Earlier this week, Elon Musk announced that the Twitter name and logo would be replaced by X. The change was nearly immediate, though as of July 28, the domain is still twitter.com, the interface looks exactly the same—other than the name and logo change, and the corporate page still has the blue bird and Twitter name (the brand toolkit link just takes you to twitter.com and the last company news post was July 12).
Musk explained that the name Twitter made sense when the app offered only short messages that went back and forth like birds tweeting at each other, but doesn’t fit his grand vision of turning Twitter into a so-called super-app—a unified location for audio, video, messaging, payments, and banking.
Reactions to the move have been negative across the branding community. That’s not unusual for rebrands, which are often greeted with derision by marketing professionals as well as the public. For example: when SunTrust merged with BB&T and became Truist, critics panned the name and the decision to drop the existing brands, which both had solid equity. Yet the new name was still quickly accepted, and the company is doing fine.
X may be a different story. In the days following the change, the rebrand slapdown went well beyond the usual eyerolls. Several of our esteemed colleagues weighed in on social media, calling the new mark “a meaningless symbol” that replaced “a powerful icon” and summing up the situation as “a waste of a good brand.”
A restart for the tarnished Twitter brand?
Musk paid $44 billion for Twitter last year, but the company’s value has crashed since then. More than a million users have fled the platform, and advertisers spooked by Musk’s embrace of controversy have left as well. Overall, ad revenue is down more than 50%.

_LISTED ENTRIES_.

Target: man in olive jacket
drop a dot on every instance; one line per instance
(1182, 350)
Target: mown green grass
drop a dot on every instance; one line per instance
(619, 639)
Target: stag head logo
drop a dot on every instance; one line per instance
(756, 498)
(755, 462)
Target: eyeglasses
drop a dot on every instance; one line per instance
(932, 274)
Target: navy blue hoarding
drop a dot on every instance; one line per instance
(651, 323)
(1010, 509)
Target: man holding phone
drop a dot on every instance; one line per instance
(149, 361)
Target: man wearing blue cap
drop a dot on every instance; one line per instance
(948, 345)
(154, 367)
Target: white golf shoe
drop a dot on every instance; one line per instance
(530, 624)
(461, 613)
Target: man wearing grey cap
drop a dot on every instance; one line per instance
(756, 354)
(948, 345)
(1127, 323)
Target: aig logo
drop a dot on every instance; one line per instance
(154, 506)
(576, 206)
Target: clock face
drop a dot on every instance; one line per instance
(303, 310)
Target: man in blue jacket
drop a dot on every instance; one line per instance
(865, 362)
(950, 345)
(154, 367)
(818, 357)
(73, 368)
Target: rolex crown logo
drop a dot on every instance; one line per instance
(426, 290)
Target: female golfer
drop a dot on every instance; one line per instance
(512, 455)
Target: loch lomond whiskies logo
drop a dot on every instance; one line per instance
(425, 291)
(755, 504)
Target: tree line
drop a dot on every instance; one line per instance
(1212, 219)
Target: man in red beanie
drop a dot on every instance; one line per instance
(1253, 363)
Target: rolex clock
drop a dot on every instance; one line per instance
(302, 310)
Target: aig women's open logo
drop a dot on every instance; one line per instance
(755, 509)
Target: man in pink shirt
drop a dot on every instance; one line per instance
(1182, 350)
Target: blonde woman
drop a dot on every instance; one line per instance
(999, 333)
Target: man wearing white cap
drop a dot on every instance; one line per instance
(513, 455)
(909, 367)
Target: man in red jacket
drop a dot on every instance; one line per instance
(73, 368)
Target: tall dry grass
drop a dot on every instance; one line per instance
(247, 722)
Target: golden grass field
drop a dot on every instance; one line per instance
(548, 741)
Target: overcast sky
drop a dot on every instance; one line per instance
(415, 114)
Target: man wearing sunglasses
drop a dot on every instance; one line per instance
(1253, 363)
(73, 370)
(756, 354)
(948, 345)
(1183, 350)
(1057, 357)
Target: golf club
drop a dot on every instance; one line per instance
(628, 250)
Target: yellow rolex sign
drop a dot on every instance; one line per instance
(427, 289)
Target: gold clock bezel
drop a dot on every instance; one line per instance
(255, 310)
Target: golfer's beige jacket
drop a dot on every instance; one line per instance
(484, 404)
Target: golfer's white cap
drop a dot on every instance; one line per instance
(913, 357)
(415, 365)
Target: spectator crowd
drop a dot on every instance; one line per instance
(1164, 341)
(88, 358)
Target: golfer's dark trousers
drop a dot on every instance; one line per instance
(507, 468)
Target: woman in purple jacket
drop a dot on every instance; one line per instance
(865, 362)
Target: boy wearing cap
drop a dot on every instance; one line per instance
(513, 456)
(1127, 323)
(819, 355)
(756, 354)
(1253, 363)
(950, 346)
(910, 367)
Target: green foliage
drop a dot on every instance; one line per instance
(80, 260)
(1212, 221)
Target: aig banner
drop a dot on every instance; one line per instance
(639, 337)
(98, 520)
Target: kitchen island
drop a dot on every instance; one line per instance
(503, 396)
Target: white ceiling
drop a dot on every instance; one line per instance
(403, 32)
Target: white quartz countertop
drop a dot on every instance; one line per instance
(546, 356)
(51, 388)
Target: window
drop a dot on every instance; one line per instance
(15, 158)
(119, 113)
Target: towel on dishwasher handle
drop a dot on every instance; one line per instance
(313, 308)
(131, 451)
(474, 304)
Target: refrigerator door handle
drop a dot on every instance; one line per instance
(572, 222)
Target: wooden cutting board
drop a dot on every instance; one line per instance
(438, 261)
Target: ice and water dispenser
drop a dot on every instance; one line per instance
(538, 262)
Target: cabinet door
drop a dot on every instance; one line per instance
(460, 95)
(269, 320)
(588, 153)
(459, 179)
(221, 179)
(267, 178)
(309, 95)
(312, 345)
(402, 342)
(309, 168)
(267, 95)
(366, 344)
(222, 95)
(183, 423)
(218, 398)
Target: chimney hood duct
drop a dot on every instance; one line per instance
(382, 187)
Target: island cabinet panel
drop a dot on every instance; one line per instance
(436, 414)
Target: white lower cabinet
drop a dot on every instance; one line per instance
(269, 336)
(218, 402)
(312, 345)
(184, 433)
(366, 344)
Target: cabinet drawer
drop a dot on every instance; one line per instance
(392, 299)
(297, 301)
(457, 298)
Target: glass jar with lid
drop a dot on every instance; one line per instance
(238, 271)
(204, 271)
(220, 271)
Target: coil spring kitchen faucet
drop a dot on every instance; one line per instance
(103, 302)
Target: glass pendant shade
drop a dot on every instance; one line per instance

_WHAT TO PRODUCE_. Carry on the article on Twitter's rebrand as X from its last sentence. The data is separate material and has no connection to the article on Twitter's rebrand as X.

_RESULT OF THE TASK_.
A completely fresh start might look like the logical move to anyone facing brand collapse, but Musk isn’t someone who always prioritizes logic, and Twitter sure seemed too big to fail. Plus, even struggling companies typically retain their best assets in times of crisis. Take Altria Group, formerly the much-despised Philip Morris, which kept Marlboro and other consumer brands even after changing the name of the parent company. Also consider Meta and Facebook.
Fortune estimates Musk has thrown away $4-20 billion in brand value by canning Twitter. That’s a high price for a clean slate.
The Twitter brand has, of course, been tanking since Musk’s purchase, due to business decisions but also because of his personal brand. This is a man who has used his vast wealth and influence in spectacular but also puerile ways—like turning his own Tesla Roadster into a satellite or naming four generations of Tesla models all with an eye to making a “S3XY” joke.
His behavior inevitably raises the question of whether this transformation is an actual business plan—solid as the new-super-app idea may be—or a more narcissistic venture. It may well be both. Musk has had a lengthy love affair with the letter X. Consider: how much he prizes X.com, the domain of his pre-PayPal online banking company;* the name SpaceX; the Tesla Model X; the name of his umbrella company, X Corp; and even his first child, whom he calls simply “X.” Plus, X has the potential to be the throughline for a family of products, much as i is for Apple.
But even if we give him the benefit of the doubt and consider this a serious strategy, does X work—both for the social app it is now and the planned evolution?
X as a name
Two complaints about X are that it’s too common and so broad as to be meaningless. Neither are great brand name attributes.
The letter does signify a ton of different, and sometimes contradictory, ideas. X can stand in for the number ten (the Roman numeral), “cross” (xing), “executive” (XO), or kisses (Xs and Os). It can refer to a human chromosome or to Jesus Christ (as in Xmas, from the Greek letter chi). It can signify that material is inappropriate for kids (Rated X). We use it both to refer to the unknown (algebra variable, X factor) and the specific (“X marks the spot,” x-axis, your mark if you can’t sign your name).
Its personality can be mysterious (X-Files, Racer X of Speed Racer), rebellious (LA punk band X, Gen X), political (Malcolm X, Latinx), extreme (X Games, the Triple X action film series), or all of the above. X feels active, definite, assertive (you “x” a checkbox or show your choice). It can also be negative (Control-X to cut, x out of an application, x out a mistake, big X for a wrong answer a la Family Feud or to say ‘don’t do it’ on a traffic signal, Xs on the eyes of a cartoon to indicate death).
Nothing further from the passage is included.